*DATASET EXTRACT*:
● ● ● ● ● ● ●

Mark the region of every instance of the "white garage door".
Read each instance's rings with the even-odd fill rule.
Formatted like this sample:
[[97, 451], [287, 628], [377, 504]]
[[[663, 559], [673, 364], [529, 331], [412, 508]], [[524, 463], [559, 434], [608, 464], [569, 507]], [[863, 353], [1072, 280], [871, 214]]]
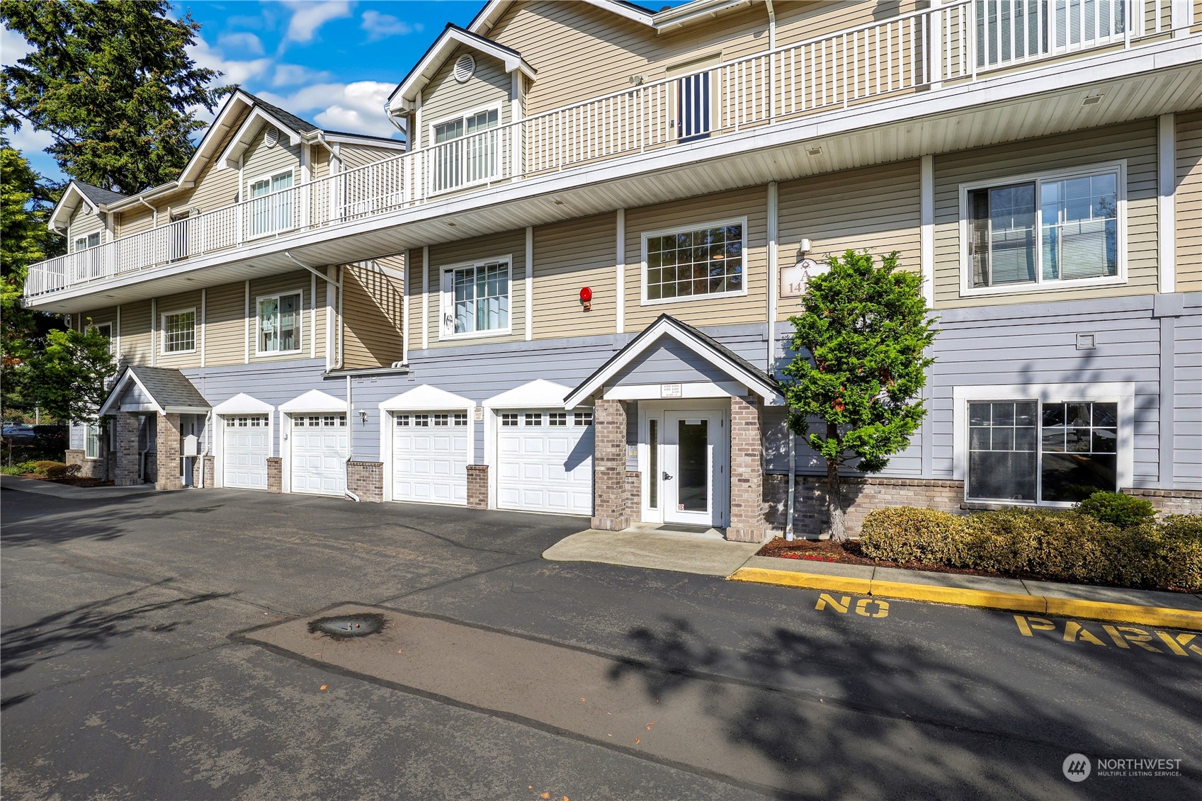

● ● ● ● ● ● ●

*EXERCISE AIM*: Convert each line of the records above into a Markdown table with two columns, Row and Text, numbering the rows and skipping any blank lines. Leave the pictures out of the table.

*WORKED SOLUTION*:
| Row | Text |
|---|---|
| 1 | Mark the region of every instance of the "white garage door". |
| 2 | Read each instance's rings with the even-odd fill rule. |
| 3 | Formatted like this sample: |
| 4 | [[97, 451], [287, 628], [377, 504]] |
| 5 | [[[663, 559], [673, 364], [529, 331], [412, 508]], [[524, 463], [559, 434], [608, 464], [569, 507]], [[863, 353], [1072, 280], [871, 214]]] |